- [Prompt]:
Below are entries. Pull out all lines containing "yellow".

Stored data entries

+ + +

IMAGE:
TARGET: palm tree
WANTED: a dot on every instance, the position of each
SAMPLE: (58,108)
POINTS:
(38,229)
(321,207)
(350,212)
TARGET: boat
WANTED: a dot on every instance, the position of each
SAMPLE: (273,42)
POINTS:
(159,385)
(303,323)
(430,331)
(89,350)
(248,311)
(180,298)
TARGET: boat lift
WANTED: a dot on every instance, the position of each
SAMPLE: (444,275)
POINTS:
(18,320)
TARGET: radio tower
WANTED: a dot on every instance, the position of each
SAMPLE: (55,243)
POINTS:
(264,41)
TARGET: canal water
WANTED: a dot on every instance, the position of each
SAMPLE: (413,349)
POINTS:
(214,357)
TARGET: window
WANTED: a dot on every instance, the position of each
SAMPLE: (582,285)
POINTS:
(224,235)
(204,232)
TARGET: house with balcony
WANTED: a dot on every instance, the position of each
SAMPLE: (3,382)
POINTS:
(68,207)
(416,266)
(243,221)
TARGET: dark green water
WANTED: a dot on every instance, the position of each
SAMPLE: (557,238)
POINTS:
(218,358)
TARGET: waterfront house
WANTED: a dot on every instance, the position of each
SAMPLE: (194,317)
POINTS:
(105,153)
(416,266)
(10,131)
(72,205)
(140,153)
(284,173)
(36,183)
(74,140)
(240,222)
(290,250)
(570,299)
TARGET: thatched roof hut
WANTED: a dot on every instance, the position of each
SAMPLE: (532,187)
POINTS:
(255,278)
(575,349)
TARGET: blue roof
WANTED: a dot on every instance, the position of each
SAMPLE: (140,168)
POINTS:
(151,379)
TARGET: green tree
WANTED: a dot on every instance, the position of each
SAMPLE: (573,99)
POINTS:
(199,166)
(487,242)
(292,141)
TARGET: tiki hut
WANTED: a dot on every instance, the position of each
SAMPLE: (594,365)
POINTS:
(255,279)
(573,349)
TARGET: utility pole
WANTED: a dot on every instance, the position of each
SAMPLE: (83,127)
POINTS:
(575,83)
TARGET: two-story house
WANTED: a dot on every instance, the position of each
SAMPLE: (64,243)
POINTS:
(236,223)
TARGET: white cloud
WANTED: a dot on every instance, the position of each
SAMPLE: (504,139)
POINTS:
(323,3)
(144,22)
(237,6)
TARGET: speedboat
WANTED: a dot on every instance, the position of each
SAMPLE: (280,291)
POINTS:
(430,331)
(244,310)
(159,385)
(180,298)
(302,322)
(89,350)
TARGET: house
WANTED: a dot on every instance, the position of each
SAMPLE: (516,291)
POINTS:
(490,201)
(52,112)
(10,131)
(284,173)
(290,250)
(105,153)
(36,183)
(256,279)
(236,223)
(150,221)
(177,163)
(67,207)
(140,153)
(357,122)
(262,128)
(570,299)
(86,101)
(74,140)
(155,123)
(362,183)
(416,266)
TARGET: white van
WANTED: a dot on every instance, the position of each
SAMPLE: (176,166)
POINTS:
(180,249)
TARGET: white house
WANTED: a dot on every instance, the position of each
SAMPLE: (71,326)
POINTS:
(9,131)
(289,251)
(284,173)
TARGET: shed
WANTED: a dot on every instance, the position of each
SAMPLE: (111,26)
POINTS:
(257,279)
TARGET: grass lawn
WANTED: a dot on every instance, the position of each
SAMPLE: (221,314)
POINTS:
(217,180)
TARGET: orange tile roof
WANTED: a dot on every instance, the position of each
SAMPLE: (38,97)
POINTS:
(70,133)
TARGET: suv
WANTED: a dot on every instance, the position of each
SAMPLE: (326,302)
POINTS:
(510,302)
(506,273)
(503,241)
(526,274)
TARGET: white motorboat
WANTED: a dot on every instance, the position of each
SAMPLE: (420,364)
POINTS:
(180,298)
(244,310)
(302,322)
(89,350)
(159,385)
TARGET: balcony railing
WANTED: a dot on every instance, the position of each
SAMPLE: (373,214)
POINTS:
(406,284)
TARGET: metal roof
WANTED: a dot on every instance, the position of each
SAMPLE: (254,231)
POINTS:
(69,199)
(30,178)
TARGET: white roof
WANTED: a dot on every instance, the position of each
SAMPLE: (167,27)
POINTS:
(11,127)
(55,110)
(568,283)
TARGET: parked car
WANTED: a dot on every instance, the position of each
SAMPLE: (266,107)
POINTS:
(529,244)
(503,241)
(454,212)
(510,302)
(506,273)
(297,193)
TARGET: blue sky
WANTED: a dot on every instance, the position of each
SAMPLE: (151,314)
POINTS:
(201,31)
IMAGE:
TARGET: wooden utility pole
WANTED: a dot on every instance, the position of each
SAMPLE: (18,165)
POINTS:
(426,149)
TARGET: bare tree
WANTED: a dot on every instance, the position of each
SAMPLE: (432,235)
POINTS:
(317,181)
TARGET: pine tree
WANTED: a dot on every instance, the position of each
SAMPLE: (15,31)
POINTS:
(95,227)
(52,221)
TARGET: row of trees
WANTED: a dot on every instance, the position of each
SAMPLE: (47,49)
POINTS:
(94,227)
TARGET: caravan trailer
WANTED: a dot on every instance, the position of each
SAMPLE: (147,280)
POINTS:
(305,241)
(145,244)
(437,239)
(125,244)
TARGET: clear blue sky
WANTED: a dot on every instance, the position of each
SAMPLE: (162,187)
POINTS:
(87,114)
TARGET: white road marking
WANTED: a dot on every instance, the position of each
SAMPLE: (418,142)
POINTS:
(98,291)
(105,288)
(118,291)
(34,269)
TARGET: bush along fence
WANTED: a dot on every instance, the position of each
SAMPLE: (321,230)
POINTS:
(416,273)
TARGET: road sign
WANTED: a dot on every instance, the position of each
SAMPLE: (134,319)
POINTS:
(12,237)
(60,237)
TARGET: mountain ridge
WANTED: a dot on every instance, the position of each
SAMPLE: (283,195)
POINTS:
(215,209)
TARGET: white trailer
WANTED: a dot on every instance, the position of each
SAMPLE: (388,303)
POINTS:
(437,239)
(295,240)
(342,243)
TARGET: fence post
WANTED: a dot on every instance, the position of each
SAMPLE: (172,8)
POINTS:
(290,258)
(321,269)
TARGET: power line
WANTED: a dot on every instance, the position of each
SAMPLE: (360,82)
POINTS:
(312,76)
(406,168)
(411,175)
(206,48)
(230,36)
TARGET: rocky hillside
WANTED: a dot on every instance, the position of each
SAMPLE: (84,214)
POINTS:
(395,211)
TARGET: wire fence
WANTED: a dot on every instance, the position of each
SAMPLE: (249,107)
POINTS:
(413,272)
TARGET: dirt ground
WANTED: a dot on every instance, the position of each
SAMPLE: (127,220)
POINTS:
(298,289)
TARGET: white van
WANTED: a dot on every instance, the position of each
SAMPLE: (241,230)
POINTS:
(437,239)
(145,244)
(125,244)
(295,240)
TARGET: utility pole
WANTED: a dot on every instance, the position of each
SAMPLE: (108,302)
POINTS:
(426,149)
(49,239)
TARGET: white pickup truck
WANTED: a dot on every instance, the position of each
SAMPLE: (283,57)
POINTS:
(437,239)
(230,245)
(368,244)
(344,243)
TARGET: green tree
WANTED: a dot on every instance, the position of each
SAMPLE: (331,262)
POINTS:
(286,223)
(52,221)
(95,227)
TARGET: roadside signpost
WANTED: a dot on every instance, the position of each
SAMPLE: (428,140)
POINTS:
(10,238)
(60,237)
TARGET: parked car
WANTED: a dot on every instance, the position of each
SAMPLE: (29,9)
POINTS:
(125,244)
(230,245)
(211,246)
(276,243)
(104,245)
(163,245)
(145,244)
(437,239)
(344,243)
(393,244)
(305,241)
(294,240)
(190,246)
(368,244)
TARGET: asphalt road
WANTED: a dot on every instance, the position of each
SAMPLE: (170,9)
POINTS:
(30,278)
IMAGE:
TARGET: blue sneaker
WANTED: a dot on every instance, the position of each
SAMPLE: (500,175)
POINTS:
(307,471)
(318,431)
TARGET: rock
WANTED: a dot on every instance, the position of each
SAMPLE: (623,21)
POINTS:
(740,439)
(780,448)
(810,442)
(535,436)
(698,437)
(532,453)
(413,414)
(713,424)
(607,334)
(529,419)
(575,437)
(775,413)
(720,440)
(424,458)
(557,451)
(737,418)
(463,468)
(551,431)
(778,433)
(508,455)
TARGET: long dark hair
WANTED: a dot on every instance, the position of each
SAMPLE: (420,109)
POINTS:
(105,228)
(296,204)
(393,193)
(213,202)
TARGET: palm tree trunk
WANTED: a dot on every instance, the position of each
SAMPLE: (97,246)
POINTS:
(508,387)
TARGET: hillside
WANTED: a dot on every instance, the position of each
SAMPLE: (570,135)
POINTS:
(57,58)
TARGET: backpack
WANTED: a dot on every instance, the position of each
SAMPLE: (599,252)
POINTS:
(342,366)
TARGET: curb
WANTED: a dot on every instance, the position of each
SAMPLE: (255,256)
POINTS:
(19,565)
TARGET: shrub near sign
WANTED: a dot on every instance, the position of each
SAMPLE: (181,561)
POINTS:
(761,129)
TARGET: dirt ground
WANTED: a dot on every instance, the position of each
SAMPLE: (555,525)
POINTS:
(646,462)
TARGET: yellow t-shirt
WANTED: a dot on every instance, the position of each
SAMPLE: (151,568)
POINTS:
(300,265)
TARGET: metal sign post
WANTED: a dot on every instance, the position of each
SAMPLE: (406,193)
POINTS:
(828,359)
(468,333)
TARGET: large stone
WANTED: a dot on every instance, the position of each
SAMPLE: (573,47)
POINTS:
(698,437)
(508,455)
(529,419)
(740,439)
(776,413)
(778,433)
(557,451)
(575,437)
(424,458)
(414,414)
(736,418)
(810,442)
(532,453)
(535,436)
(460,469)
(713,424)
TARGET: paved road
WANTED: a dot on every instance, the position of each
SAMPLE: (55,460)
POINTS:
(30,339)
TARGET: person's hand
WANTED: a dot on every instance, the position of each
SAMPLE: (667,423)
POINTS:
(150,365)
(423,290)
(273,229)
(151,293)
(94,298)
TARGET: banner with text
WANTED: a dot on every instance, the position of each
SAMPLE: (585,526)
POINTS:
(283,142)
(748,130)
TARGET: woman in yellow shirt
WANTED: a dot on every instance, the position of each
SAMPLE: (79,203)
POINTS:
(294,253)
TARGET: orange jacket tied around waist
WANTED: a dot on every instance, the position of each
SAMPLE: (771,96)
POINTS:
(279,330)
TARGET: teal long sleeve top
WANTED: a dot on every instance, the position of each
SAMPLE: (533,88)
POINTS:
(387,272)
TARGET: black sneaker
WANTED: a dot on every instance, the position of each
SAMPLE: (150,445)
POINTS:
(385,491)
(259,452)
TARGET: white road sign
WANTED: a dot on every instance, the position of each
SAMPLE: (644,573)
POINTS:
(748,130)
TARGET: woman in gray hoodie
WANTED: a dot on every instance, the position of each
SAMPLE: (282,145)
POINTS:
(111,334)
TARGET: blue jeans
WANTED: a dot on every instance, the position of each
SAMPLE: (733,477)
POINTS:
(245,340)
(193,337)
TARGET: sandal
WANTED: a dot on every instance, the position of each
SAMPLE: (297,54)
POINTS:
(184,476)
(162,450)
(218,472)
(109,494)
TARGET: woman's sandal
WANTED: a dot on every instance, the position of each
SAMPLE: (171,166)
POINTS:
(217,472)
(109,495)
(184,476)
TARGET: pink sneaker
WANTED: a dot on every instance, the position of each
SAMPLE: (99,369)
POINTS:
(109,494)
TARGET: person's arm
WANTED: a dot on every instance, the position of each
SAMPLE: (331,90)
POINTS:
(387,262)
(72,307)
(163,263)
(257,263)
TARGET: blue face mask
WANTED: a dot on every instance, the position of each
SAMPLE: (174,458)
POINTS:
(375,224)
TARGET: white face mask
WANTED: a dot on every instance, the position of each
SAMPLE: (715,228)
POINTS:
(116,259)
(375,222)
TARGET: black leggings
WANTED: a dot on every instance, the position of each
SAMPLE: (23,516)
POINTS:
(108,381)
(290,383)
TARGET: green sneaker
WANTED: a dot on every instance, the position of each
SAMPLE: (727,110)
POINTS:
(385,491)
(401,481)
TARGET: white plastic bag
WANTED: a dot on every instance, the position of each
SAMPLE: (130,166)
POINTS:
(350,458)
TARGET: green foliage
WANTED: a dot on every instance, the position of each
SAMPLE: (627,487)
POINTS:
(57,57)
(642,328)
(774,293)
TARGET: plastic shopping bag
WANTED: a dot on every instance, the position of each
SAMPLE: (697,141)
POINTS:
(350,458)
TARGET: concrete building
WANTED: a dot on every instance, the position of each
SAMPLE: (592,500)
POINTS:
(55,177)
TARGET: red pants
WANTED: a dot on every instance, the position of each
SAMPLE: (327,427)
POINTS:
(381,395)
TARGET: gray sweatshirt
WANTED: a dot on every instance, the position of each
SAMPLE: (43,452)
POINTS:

+ + +

- [Result of this exercise]:
TARGET: yellow t-shirt
TARGET: woman in yellow shirt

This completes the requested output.